• _REQUIREMENT A_: Express the records from the line containing "Please annotate this frame for all instances of beetle abdomen." through the line containing "[24, 66, 43, 108]", both included, as a JSON list of strings with one string per line and blank lines omitted.

• _PROVIDED PASSAGE_:
— Start —
This Page Is Still Barely Alive But There Are Better Places To Go

Hello, dear person trying to find me and/or my writing stuff.

This page is still sort-of alive, sure, but if you’re after words written by me there are better places to go. For example:

Andrew P Street’s Patreon page, where you can read all my regular rants about Australian politics two or three times a week! (And you can subscribe of course, that’d be lovely and much appreciated, but also a lot of it is free to read)

Andrew P Street on Facebook, which is updated pretty much daily!

Andrew P Street on Twitter, which is pretty sweary and again, very Australian-politics focussed but also has lots of unnecessary jokes in it!

Andrew P Street’s Authory page, which collects the various things I do for loads and loads and loads of different sites and magazines and newspapers and things, because there is a lot and it would be annoying to compile them physically because I am very disorganised!

Or you can get me through here. But those are likely to be more immediately useful.

You look great, by the way. That shirt really suits you.

Cheers,

APS

Better Places To Keep Across What’s Going On

Hello, people of the internet. Hopefully you’ve not been waiting too long for this. It’s been a while.

But! Rather than wait for infrequent updates here, you can keep up to date with Things What APS Is Writing And Doing at The Facebook and The Twitter, and you can subscribe to regular pieces from me at Patreon – as well as at GOAT, where I am currently Senior Writer.

Also, I’m collating all my published stuff at Authory, if you wish to scroll through freakin’ loads of things there.

And hey, hope you’re well. You look great.

Newcastle Writers Festival! A New Home City! And Other Stuff!
— End —
• _REQUIREMENT B_: Retype the part of the web page that opens with the words "You look great, by" and closes with "been a while.".

Data items:
— Start —
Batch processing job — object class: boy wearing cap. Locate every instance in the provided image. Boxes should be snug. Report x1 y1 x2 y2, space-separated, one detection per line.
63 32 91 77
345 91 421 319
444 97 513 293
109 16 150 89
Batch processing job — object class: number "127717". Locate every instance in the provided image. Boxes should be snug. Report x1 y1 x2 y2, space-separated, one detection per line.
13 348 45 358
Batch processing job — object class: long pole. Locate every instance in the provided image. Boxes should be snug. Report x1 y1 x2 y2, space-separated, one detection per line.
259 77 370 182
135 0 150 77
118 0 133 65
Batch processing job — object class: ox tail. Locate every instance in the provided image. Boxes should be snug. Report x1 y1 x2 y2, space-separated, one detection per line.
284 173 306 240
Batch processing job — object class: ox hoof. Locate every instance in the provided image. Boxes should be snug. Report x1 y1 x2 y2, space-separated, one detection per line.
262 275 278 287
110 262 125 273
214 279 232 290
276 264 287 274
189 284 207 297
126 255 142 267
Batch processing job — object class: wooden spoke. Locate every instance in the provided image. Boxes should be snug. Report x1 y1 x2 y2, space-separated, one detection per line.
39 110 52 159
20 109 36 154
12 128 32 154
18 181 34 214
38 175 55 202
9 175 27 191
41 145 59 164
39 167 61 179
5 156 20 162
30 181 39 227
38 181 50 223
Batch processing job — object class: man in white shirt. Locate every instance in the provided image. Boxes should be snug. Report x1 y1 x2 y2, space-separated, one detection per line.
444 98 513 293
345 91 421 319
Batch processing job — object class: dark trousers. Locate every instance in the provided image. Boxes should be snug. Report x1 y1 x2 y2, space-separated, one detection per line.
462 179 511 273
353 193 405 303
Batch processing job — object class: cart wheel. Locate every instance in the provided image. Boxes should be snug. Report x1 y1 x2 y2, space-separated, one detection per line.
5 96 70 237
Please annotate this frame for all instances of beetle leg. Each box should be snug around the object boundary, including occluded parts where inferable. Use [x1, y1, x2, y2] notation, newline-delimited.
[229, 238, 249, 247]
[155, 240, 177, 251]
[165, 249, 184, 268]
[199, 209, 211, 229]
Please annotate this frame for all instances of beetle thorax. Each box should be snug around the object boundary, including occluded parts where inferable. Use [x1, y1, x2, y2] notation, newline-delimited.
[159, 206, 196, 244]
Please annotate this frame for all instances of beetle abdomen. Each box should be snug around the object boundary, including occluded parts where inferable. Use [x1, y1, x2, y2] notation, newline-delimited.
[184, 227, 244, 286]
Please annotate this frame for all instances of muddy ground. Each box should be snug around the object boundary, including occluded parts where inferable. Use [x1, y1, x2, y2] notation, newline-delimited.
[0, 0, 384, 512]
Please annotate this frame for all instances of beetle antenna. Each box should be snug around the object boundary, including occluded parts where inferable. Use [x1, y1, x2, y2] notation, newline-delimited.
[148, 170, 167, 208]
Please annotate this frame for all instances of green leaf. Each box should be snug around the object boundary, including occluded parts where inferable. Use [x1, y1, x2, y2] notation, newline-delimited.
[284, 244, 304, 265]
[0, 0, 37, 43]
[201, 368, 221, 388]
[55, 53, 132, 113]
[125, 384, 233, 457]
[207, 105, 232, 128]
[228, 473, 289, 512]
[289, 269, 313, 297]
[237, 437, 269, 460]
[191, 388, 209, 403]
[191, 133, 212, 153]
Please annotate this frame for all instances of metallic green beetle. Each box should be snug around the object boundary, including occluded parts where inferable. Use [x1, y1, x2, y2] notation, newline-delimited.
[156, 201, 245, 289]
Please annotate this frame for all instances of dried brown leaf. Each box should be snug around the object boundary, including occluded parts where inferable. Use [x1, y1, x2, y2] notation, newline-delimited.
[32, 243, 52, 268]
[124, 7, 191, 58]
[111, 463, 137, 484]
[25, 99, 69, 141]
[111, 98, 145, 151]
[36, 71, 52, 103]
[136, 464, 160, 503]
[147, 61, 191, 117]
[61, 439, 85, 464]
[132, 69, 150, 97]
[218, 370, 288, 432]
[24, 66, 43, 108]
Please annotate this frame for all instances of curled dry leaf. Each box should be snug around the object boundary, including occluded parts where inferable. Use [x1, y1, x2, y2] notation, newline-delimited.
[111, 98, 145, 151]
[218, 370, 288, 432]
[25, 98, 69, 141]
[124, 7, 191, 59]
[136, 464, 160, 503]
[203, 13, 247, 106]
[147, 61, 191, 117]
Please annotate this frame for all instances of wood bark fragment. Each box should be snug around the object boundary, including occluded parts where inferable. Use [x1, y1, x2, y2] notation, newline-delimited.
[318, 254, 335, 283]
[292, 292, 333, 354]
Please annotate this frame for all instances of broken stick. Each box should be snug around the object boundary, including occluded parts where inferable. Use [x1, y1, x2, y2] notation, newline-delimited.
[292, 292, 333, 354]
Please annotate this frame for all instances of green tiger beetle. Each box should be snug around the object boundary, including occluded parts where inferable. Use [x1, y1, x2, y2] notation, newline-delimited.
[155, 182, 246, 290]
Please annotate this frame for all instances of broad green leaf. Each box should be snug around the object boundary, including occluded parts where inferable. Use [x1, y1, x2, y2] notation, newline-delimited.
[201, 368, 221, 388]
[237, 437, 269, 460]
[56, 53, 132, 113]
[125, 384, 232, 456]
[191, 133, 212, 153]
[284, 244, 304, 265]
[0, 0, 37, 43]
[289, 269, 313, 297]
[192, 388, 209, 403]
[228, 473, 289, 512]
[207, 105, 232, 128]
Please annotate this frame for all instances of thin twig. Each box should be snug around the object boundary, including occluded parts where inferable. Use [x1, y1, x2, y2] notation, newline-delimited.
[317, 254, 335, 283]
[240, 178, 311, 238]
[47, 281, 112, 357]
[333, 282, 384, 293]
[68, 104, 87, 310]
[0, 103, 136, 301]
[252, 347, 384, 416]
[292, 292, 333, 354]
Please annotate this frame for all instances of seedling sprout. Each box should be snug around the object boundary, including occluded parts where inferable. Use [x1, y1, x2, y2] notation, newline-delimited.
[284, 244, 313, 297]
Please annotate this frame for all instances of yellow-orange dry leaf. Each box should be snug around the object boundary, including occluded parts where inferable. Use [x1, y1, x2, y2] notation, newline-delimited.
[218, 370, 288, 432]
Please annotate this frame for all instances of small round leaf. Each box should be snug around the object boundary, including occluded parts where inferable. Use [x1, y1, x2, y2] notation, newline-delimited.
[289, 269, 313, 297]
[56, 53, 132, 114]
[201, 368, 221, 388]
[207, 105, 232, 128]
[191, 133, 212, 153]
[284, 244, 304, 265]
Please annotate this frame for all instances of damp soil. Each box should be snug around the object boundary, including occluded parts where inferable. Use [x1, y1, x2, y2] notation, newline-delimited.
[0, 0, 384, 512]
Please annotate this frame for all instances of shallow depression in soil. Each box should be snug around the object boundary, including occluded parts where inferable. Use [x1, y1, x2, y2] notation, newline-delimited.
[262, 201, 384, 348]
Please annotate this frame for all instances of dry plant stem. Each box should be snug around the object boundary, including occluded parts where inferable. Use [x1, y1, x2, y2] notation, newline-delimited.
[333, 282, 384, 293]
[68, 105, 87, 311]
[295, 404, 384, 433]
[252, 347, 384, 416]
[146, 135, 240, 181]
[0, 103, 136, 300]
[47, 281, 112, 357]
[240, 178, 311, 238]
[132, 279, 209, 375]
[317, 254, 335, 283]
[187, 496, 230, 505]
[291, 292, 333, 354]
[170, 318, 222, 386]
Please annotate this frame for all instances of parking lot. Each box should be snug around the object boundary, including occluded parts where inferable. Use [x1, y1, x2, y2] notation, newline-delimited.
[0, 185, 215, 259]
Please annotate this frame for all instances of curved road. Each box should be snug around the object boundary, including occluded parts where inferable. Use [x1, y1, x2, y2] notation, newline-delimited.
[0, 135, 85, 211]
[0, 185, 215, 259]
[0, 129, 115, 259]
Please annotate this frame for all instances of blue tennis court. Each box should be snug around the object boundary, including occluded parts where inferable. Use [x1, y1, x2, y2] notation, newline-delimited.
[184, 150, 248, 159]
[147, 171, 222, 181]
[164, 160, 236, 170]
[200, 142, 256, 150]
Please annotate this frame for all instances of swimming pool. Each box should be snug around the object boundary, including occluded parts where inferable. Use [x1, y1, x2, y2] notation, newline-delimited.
— End —
• _PROBLEM SOLUTION A_:
[
  "Please annotate this frame for all instances of beetle abdomen. Each box should be snug around the object boundary, including occluded parts where inferable. Use [x1, y1, x2, y2] notation, newline-delimited.",
  "[184, 227, 244, 286]",
  "Please annotate this frame for all instances of muddy ground. Each box should be snug around the object boundary, including occluded parts where inferable. Use [x1, y1, x2, y2] notation, newline-delimited.",
  "[0, 0, 384, 512]",
  "Please annotate this frame for all instances of beetle antenna. Each box should be snug around the object boundary, including occluded parts where inferable. Use [x1, y1, x2, y2] notation, newline-delimited.",
  "[148, 170, 167, 208]",
  "Please annotate this frame for all instances of green leaf. Each box should be snug around the object boundary, including occluded parts where inferable. Use [x1, y1, x2, y2] notation, newline-delimited.",
  "[284, 244, 304, 265]",
  "[0, 0, 37, 43]",
  "[201, 368, 221, 388]",
  "[55, 53, 132, 113]",
  "[125, 384, 233, 457]",
  "[207, 105, 232, 128]",
  "[228, 473, 289, 512]",
  "[289, 269, 313, 297]",
  "[237, 437, 269, 460]",
  "[191, 388, 209, 403]",
  "[191, 133, 212, 153]",
  "Please annotate this frame for all instances of metallic green beetle. Each box should be snug around the object boundary, including occluded parts where inferable. Use [x1, y1, x2, y2] notation, newline-delimited.",
  "[156, 201, 245, 289]",
  "Please annotate this frame for all instances of dried brown leaf. Each box should be snug around the object boundary, including occluded parts where inferable. Use [x1, y1, x2, y2] notation, newline-delimited.",
  "[32, 243, 52, 268]",
  "[124, 7, 191, 58]",
  "[111, 463, 137, 484]",
  "[25, 99, 69, 141]",
  "[111, 98, 145, 151]",
  "[36, 71, 52, 103]",
  "[136, 464, 160, 503]",
  "[147, 61, 191, 117]",
  "[61, 439, 85, 464]",
  "[132, 69, 150, 97]",
  "[218, 370, 288, 432]",
  "[24, 66, 43, 108]"
]

• _PROBLEM SOLUTION B_:
You look great, by the way. That shirt really suits you.

Cheers,

APS

Better Places To Keep Across What’s Going On

Hello, people of the internet. Hopefully you’ve not been waiting too long for this. It’s been a while.